+++ Extract provided +++

I call a wrap around mortgage, or wrap for short, a gift because you will be earning interest on money you do not lend. Great gift, don't you think? A wrap around mortgage is also called an All Inclusive Trust Deed, and a "Tootsie Pop" mortgage.

A wrap is nothing more than a junior lien that "wraps" around senior liens.

In essence a wrap works like this. You sell a property which has an underlying lien, and you use seller financing. Instead of the buyers assuming the payments for the underlying lien, and you taking back a second, you would wrap the underlying lien. The buyers would then make you a monthly payment for the entire wrap note. You then would make the underlying payments, and have a cash flow of what is left. Because your wrap lien includes the underlying senior liens, you will be collecting interest on the spread between your junior lien and the senior liens. Hence, the "all inclusive" term. By collecting interest on money you do not lend, you will greatly increase your yield, as we will later plainly see.

For example, if you had a property worth $100,000 with a mortgage of $70,000 you would have equity of $30,000. The $70,000 mortgage is at 7% with payments of $629.18 for 15 years.

Bob and Betty Buyer have offered you $100,000 with 10% down, and want you to finance the rest. You have two options to make this deal work. One is for you to take back a straight second with the Buyers assuming the 1st. The other is to take back a wrap around mortgage, where the Buyers would be paying you monthly payments, and you would be paying the underlying lien. Which would offer you the better yield? Lets' look.

+++ Extracted material +++

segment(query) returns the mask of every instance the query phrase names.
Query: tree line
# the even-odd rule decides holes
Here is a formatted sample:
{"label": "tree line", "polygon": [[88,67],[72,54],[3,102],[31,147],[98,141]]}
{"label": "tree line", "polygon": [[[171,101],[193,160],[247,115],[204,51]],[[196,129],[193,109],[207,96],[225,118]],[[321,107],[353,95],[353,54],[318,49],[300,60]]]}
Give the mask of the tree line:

+++

» **Set of tasks**:
A. In the wrap around mortgage text, copy the part that opens with the words "I call a wrap" and closes with "around senior liens.", swapping "junior lien" for "subordinate lien".
B. According to the wrap around mortgage text, what are the payments on the $70,000 mortgage at 7%?

» **Exercise results**:
A.
I call a wrap around mortgage, or wrap for short, a gift because you will be earning interest on money you do not lend. Great gift, don't you think? A wrap around mortgage is also called an All Inclusive Trust Deed, and a "Tootsie Pop" mortgage.

A wrap is nothing more than a subordinate lien that "wraps" around senior liens.

B. $629.18 for 15 years.